▶ _Tarefa proposta A_
Traduza para o inglês esta frase do texto sobre o bem e o prazer: “O que eu gosto não é necessariamente o meu bem.”
▶ _Tarefa proposta B_
Diga se cada afirmação concorda com o texto sobre o bem e o prazer, respondendo sim ou não e citando literalmente as palavras do texto que decidem a questão. (i) A fé é um sistema de controle imediato. (ii) Há bens cujo prazer é diferido. (iii) Buscar o bem por medo de uma sanção é típico da fé.
▶ _Tarefa proposta C_
Segundo o texto sobre o bem e o prazer, que ações temos em comum com uma árvore e um cachorro? Liste todas.

Há tempo circula na rede uma “declaração” na qual Carlo Rovelli, físico de reconhecida fama, defende o seu ateísmo com uma série de “gosto” e “não gosto”.
Uma tradição que demoniza o princípio do prazer pode e deve ser corrigida por uma nova consideração do prazer. Mas a identificação do bem com “o que gosto” não contesta apenas as tradições religiosas, mas também as diferenças culturais entre vegetal, animal e humano. Uma relação direta com o bem, no homem, nunca ocorre imediatamente. Nas mediações nunca nos saímos bem apenas com disputa de gustibus. Não para ser soberbos ou se sentir superiores, mas para respeitar o fenômeno. Digamos que por escrúpulo científico. Não é a fé, mas a complexidade da realidade humana e moral que nos obriga a não nos determos no princípio do prazer. Vou tentar formular uma espécie de “contraponto” ao texto de Rovelli, não apenas para dizer coisas diferentes, mas para valorizar, na medida do possível, um estilo e uma forma diferentes de apresentar a mesma questão.
O que eu gosto não é necessariamente o meu bem. O que eu não gosto não é necessariamente o meu mal. Esse é o grande mistério da natureza dos homens e das mulheres: não ser imediatamente eles mesmos. E encontrar a si mesmos no caminho de uma existência exposta ao mistério incompreensível da liberdade e da graça. Como uma árvore e um cachorro, vivemos, sentimos e sofremos. Mas, ao contrário da árvore e do cachorro, não somos já nós mesmos, mas procuramos a nós mesmos no caminho da existência, diante dos outros e graças aos outros, diante de Deus e graças a Deus: nessa diferença entre realidade e função reside a liberdade e o pecado. Agir apenas com base no bem é o nosso ideal, mas nem sempre esse bem se apresenta como “aquilo de que gostamos”. Existem bens que têm um “prazer diferido” e que no imediato não nos parecem ser o nosso bem. Esse é o reino da “tradição”: o reino de bens que não são autoevidentes. A fé não é um imediato “sistema de controle”, mas uma tradição da “perda de controle”. É reconhecer o mistério da graça e da liberdade, que fala em cada coisa, tanto na folha como nas estrelas. Procurar o bem por medo de uma sanção não é típico da fé, mesmo que a forma humana de vida é estruturada também por sanções. Porém, sair do “medo do mal” como caminho para o bem não é tão simples. O ideal de “fazer o bem por amor ao bem”, se quiser remediar a captura de um slogan, deve assumir formas concretas: a “gratuidade” da relação com o bem não pode prescindir de uma noção de “graça” que vai além de si mesmos. Ou um dever ou um ser está além da imediata identidade entre prazer e bem. É por isso que o problema do “bem pelo bem” tem preocupado os homens há séculos.

▶ _Dados fornecidos_
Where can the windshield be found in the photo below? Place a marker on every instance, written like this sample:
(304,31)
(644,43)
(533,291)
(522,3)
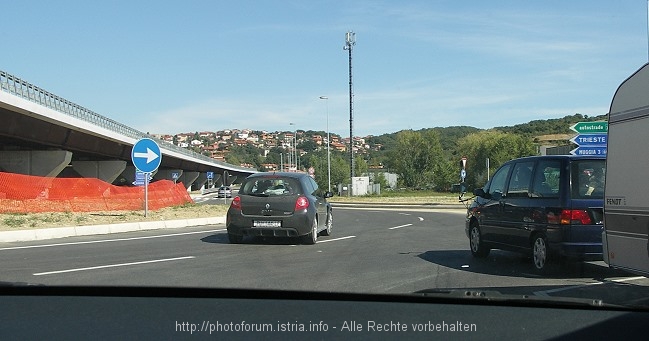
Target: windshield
...
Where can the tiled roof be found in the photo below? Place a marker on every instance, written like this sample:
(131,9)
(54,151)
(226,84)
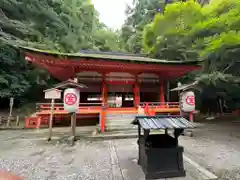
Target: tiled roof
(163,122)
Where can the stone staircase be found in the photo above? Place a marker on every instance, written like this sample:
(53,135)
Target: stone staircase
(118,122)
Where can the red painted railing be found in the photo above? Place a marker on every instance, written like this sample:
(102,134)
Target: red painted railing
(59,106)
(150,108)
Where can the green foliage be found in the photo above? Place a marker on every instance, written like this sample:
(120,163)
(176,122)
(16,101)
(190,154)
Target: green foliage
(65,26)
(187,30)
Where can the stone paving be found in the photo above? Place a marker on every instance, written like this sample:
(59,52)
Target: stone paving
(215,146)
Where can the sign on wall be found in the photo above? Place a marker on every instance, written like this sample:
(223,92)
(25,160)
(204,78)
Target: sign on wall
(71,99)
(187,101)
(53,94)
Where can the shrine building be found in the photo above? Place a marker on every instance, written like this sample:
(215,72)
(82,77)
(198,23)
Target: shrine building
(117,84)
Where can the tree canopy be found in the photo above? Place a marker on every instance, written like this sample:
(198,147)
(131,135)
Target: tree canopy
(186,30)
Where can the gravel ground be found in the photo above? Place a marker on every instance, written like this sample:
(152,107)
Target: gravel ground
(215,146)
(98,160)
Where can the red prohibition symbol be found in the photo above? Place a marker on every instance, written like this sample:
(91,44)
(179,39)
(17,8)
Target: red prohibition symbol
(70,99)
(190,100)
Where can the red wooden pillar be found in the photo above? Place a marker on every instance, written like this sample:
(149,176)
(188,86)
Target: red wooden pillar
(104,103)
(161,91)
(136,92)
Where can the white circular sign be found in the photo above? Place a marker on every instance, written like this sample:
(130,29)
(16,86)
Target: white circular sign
* * *
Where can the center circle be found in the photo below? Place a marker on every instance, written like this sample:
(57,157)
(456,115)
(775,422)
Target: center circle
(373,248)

▶ _Resposta completa A_
What I like is not necessarily my good.

▶ _Resposta completa B_
(i) Não: “A fé não é um imediato “sistema de controle”, mas uma tradição da “perda de controle”.”
(ii) Sim: “Existem bens que têm um “prazer diferido” e que no imediato não nos parecem ser o nosso bem.”
(iii) Não: “Procurar o bem por medo de uma sanção não é típico da fé”.

▶ _Resposta completa C_
Temos em comum com uma árvore e um cachorro as ações de viver, sentir e sofrer.